Record excerpts:
== Segment start ==

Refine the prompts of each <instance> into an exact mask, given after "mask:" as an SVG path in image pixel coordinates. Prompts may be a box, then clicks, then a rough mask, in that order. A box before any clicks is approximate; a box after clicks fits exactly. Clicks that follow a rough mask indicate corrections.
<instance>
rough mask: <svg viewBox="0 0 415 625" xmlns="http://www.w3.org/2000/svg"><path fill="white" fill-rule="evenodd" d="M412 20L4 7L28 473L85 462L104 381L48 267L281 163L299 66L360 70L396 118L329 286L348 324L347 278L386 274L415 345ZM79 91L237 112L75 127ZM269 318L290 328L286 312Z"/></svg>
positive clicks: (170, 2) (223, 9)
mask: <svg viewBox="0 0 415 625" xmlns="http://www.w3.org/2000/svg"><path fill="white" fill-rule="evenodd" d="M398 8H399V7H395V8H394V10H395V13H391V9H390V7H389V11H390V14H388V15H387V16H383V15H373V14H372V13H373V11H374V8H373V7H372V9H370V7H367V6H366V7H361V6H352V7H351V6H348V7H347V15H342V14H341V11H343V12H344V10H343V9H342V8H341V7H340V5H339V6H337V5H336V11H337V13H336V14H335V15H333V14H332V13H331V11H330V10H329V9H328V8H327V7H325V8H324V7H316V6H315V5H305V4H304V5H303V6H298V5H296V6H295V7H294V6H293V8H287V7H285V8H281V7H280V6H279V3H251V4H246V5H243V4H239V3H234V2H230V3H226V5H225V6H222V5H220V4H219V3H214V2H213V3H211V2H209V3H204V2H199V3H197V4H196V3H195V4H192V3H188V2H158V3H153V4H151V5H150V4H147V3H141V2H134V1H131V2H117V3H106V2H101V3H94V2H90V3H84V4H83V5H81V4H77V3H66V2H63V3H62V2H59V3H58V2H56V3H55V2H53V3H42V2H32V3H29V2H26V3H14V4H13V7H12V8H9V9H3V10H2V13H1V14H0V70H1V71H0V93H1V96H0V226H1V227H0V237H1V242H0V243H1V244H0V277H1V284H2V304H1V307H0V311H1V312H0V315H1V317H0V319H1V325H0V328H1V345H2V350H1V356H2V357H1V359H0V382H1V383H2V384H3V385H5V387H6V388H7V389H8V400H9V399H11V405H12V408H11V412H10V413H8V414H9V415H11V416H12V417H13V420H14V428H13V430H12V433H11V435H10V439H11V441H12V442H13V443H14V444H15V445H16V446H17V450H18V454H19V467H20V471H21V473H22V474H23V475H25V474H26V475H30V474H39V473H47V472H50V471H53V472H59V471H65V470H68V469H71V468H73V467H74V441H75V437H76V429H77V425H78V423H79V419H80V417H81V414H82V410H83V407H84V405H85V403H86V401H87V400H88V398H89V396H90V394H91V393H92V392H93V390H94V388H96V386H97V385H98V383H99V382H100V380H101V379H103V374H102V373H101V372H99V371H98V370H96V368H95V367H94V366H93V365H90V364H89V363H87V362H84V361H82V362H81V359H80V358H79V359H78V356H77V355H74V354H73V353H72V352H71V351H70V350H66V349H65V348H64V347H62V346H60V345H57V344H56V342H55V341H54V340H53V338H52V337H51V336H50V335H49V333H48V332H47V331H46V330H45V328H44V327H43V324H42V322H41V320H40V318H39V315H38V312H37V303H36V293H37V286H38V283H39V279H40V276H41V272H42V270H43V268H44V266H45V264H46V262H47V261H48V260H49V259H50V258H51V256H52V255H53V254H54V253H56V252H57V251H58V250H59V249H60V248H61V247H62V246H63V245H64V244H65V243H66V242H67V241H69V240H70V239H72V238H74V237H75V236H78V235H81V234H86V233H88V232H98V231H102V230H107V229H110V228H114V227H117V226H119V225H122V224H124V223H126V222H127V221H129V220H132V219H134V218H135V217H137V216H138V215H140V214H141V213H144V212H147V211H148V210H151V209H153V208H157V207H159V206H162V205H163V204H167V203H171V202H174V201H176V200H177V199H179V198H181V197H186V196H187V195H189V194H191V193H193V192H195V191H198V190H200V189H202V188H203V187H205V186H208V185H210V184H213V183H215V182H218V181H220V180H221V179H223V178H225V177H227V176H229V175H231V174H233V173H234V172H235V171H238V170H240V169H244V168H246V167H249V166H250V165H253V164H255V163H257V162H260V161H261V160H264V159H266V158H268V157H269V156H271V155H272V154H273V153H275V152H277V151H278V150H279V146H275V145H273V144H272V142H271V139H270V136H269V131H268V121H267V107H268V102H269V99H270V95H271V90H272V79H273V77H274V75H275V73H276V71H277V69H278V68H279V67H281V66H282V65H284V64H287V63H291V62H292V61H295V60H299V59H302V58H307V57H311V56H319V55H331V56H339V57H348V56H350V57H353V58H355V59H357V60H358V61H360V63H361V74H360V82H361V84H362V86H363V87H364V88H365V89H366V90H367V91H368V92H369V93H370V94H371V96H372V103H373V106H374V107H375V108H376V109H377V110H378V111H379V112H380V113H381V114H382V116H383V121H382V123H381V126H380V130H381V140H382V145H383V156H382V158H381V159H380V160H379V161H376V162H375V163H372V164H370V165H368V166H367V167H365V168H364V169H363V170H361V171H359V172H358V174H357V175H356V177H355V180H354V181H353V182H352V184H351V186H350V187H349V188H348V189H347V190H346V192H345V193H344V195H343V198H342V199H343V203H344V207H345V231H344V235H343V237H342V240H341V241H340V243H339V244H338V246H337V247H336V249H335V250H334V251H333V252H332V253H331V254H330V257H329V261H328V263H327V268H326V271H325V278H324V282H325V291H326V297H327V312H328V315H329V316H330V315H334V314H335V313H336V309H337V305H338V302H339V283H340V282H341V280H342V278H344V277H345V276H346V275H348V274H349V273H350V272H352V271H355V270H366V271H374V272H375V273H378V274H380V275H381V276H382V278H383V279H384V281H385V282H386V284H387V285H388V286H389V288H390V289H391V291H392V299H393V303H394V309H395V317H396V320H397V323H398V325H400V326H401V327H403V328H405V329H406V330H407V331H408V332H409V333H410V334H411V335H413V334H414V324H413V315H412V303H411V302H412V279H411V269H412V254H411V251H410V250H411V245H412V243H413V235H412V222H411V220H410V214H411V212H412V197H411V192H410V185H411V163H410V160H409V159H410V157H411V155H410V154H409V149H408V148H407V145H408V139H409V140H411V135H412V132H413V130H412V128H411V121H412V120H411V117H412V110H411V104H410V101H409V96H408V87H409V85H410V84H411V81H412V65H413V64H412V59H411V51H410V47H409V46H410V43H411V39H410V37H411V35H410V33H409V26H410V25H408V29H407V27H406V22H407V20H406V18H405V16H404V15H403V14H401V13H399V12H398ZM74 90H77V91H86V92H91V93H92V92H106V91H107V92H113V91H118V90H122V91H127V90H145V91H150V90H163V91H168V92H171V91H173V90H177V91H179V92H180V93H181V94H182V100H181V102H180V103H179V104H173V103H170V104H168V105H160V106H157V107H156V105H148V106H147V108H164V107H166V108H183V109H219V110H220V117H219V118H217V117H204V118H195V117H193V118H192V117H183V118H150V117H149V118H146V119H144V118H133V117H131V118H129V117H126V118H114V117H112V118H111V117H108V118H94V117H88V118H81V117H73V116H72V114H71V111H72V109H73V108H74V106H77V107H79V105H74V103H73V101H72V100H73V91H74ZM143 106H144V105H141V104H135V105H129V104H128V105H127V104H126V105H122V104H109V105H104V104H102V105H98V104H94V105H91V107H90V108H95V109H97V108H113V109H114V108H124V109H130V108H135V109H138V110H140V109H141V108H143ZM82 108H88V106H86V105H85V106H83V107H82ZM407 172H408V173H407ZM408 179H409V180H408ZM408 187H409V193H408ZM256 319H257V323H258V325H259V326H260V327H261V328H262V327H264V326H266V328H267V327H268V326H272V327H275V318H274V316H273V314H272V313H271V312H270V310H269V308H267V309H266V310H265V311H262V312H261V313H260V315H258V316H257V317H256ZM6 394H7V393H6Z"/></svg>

== Segment end ==
== Segment start ==

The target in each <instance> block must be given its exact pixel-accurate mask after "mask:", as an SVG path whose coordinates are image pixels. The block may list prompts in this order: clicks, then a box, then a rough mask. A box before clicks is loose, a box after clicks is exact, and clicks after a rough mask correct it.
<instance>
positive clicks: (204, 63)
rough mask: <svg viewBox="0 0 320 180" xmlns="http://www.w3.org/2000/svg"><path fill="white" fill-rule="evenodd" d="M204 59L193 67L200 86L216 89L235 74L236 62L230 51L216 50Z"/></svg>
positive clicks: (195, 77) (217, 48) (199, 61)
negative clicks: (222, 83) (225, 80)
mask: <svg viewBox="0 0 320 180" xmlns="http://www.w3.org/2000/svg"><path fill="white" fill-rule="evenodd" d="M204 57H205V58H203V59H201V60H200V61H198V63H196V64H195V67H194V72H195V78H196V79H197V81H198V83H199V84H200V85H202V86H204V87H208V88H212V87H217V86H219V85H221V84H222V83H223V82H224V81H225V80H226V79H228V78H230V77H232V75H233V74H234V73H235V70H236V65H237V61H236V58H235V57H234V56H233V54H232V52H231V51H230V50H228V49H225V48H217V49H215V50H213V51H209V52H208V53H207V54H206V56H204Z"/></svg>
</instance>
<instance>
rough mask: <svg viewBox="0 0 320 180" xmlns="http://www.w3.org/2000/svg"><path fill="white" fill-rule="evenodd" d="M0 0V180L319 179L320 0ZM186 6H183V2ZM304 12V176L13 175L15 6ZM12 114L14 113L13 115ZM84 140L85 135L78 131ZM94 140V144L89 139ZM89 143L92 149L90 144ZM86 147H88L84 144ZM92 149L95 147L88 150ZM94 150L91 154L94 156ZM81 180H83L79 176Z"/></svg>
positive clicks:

== Segment end ==

Exercise details: Above are the records. Copy the lines beginning at the one that has "Refine the prompts" and ending with the one that has "20L4 7L28 473L85", unchanged.

Your solution:
Refine the prompts of each <instance> into an exact mask, given after "mask:" as an SVG path in image pixel coordinates. Prompts may be a box, then clicks, then a rough mask, in that order. A box before any clicks is approximate; a box after clicks fits exactly. Clicks that follow a rough mask indicate corrections.
<instance>
rough mask: <svg viewBox="0 0 415 625" xmlns="http://www.w3.org/2000/svg"><path fill="white" fill-rule="evenodd" d="M412 20L4 7L28 473L85 462L104 381L48 267L281 163L299 66L360 70L396 118L329 286L348 324L347 278L386 274L415 345ZM79 91L237 112L75 127ZM269 318L290 328L286 312Z"/></svg>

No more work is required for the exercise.